### PROBLEM TO WORK ON
Taking the line that contains "Your task: point to each instance of the dark mud" as the first, copy each line exactly up to and including the last line below.

Items listed in a dataset
BEGIN
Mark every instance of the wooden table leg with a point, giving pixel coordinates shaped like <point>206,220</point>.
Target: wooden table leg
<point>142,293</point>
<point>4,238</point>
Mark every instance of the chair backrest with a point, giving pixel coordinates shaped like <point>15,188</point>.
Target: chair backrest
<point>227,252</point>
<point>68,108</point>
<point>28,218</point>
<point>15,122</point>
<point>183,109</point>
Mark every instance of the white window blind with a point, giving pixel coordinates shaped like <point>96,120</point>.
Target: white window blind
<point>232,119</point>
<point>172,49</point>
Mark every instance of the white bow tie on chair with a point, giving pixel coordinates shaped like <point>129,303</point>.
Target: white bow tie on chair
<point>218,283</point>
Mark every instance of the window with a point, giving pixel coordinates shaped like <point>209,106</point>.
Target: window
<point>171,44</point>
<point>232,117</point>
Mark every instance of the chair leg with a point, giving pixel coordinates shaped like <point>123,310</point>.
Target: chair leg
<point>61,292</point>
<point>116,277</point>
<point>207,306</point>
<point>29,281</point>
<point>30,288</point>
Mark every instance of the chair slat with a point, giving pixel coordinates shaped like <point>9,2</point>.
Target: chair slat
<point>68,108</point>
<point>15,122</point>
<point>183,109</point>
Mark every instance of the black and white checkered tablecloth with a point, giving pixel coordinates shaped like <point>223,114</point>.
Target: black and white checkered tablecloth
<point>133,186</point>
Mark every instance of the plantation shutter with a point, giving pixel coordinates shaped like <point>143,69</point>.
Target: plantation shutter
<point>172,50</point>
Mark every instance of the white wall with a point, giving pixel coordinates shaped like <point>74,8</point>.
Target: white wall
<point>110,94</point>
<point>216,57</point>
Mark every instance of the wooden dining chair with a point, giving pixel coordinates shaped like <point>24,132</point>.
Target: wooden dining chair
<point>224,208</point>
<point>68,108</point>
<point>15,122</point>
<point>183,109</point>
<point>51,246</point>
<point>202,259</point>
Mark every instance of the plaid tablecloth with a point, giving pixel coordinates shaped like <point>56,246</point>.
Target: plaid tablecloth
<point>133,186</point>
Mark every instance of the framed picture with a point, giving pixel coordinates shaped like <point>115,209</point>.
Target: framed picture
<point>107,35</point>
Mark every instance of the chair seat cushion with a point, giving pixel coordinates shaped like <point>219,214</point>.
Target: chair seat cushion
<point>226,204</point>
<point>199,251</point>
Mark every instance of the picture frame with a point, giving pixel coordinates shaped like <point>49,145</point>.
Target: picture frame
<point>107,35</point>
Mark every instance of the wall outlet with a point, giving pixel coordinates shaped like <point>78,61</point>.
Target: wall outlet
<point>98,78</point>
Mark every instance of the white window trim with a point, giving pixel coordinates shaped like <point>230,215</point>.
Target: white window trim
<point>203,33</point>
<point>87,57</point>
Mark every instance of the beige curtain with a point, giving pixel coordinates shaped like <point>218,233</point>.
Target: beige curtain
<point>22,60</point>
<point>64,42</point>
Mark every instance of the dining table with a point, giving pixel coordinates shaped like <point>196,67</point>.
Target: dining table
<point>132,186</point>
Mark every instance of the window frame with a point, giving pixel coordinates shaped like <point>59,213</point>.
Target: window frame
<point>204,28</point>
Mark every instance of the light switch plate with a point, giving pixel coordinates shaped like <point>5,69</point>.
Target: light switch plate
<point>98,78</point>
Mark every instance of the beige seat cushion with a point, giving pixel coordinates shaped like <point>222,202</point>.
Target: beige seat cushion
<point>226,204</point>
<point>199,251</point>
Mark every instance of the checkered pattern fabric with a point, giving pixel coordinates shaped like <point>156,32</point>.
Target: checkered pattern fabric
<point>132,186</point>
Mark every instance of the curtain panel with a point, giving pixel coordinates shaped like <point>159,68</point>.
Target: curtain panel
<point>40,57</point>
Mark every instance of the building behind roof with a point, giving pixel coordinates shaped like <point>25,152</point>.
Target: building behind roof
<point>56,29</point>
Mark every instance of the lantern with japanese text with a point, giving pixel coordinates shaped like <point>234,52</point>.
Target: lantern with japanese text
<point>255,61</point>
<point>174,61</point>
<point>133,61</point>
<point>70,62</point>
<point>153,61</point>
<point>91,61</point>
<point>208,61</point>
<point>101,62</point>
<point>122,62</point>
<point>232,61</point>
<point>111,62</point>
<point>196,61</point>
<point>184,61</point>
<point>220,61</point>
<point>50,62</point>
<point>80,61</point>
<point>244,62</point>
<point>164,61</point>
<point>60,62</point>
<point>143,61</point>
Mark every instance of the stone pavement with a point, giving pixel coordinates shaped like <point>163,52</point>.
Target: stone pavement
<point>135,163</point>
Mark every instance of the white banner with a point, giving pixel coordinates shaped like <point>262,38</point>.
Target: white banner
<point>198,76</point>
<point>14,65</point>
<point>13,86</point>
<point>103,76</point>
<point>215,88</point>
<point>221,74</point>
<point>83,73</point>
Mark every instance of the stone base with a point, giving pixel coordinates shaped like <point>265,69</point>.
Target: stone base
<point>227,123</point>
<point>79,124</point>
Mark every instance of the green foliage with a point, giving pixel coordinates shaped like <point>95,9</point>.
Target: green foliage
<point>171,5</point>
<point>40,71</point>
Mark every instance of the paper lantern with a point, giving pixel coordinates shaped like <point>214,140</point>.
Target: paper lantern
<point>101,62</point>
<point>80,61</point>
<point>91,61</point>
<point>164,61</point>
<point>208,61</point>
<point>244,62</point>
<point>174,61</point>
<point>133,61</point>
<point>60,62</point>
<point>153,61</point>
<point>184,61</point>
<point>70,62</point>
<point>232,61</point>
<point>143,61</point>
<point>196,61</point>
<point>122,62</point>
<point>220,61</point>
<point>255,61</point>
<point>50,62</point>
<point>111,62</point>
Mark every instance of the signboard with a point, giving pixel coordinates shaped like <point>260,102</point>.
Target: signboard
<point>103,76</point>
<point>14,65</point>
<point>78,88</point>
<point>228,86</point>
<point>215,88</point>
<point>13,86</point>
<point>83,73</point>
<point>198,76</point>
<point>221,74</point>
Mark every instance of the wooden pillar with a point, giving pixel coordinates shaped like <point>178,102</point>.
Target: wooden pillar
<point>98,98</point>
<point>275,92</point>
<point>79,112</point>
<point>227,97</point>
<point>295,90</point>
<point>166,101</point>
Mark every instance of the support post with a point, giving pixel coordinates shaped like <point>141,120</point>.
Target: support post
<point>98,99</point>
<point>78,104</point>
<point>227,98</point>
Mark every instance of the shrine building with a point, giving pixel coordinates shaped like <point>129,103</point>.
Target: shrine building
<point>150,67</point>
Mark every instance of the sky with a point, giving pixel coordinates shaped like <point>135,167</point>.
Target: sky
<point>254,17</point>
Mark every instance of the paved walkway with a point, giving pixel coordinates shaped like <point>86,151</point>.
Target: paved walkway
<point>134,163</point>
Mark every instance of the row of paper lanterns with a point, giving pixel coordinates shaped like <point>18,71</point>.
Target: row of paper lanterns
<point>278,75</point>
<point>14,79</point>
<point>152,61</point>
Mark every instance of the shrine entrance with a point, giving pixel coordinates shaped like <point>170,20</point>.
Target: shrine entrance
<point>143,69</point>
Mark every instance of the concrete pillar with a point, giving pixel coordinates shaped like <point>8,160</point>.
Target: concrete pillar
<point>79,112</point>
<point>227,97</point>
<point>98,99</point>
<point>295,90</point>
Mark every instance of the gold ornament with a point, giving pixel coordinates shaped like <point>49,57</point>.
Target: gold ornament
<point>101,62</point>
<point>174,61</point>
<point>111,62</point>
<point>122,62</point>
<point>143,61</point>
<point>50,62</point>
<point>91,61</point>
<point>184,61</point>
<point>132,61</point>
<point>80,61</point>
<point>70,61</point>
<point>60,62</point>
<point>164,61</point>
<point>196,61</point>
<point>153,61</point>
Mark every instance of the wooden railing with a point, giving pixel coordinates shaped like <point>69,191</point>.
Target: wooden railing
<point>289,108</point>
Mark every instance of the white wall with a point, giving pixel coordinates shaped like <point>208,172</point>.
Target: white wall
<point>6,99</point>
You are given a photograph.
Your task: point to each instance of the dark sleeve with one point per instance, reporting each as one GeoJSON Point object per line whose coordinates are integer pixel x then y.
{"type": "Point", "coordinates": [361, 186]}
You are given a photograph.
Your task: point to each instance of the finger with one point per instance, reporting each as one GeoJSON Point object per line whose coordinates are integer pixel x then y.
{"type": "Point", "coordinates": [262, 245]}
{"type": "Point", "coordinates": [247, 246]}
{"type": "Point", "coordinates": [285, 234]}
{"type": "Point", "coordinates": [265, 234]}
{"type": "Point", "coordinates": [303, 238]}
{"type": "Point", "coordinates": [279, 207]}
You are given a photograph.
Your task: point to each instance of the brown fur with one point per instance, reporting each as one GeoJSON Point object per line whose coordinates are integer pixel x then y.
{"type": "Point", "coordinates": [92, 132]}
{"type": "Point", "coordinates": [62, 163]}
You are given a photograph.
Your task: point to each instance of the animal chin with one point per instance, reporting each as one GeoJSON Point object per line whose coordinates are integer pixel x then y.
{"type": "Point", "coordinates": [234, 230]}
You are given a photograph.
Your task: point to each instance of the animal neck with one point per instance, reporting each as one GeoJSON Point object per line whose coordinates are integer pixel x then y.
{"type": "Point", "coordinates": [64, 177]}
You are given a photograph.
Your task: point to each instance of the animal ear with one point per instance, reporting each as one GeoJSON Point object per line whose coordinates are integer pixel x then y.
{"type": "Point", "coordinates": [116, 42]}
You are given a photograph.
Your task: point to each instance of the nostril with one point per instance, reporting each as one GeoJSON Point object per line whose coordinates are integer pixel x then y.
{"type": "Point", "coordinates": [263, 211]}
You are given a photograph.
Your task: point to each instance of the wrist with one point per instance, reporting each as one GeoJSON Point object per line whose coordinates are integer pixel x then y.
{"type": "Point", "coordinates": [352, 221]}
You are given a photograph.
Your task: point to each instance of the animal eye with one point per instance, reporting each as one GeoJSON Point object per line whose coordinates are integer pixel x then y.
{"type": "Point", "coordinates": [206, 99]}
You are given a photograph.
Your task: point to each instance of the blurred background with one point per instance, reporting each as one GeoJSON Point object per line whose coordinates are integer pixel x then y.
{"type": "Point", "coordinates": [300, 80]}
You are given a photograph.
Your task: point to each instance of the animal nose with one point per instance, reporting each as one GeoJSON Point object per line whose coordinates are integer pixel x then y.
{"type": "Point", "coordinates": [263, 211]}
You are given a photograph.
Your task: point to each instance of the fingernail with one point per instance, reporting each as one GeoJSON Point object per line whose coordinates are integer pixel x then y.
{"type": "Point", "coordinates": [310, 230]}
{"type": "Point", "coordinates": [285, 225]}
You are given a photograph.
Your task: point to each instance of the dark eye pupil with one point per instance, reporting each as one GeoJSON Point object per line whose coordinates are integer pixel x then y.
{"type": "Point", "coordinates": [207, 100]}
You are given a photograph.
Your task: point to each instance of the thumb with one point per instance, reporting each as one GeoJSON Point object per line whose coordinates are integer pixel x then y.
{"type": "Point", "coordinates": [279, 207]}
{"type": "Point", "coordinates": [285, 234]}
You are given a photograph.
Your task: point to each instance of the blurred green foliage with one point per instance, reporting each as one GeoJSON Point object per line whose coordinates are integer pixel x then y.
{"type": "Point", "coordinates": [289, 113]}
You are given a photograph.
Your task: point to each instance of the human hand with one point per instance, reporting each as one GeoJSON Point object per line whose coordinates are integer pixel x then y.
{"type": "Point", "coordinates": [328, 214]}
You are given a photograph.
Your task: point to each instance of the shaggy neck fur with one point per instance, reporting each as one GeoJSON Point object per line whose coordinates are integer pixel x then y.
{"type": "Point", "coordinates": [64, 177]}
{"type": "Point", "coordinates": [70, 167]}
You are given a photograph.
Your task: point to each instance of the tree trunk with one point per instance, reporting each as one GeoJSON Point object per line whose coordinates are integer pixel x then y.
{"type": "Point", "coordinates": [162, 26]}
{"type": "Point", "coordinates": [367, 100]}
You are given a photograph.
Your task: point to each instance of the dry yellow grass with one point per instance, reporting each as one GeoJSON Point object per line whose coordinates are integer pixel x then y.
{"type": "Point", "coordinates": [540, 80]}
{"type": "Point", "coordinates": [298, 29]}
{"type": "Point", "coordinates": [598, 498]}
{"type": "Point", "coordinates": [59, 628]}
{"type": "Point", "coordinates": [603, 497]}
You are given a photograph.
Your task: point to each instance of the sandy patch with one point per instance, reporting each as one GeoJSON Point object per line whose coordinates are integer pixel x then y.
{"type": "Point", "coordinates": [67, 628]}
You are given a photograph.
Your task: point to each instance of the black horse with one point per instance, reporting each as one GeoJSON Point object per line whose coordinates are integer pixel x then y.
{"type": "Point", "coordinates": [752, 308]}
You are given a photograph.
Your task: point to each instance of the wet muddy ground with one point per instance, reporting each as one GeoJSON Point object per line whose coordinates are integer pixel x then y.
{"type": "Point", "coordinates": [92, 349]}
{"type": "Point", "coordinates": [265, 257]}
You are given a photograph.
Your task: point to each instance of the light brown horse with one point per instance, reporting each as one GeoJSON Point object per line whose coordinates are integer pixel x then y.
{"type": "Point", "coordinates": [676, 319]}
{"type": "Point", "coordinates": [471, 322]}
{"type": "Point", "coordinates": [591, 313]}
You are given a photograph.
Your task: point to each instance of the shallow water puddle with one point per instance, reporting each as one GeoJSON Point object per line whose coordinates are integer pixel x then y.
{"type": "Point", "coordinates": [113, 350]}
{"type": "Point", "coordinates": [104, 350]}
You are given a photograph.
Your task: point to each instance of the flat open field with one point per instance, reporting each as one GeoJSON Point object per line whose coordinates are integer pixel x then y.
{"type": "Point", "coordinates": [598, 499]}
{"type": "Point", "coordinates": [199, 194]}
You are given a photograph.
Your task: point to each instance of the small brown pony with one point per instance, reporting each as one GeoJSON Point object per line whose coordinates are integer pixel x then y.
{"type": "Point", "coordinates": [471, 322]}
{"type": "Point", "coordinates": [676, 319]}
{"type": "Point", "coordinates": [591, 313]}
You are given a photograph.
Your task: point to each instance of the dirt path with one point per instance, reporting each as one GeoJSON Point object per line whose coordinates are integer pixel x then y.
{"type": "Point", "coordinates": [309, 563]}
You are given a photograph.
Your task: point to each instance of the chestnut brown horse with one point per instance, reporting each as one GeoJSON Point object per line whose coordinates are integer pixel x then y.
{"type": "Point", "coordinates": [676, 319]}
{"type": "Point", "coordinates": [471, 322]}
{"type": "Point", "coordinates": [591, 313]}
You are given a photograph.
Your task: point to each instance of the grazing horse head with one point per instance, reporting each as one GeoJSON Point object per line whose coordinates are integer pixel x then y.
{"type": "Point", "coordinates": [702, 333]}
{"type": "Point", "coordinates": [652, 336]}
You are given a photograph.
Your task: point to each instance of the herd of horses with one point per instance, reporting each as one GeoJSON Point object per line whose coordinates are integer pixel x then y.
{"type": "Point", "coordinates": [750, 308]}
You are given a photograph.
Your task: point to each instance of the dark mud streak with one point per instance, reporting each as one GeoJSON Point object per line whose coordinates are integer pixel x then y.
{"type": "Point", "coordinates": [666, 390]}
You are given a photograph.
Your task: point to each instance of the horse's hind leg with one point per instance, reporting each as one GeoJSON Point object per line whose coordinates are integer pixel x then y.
END
### WRITTEN SOLUTION
Your task: point to each instance of the dark mud streak with one point per instance, reporting each as one GeoJSON Point object per line whose coordinates are integer pixel x then y.
{"type": "Point", "coordinates": [666, 390]}
You are given a photograph.
Your task: point to each instance of the horse's hind leg with one point per instance, reporting each as one GeoJSON Point object per line whose coordinates are integer pixel x then y.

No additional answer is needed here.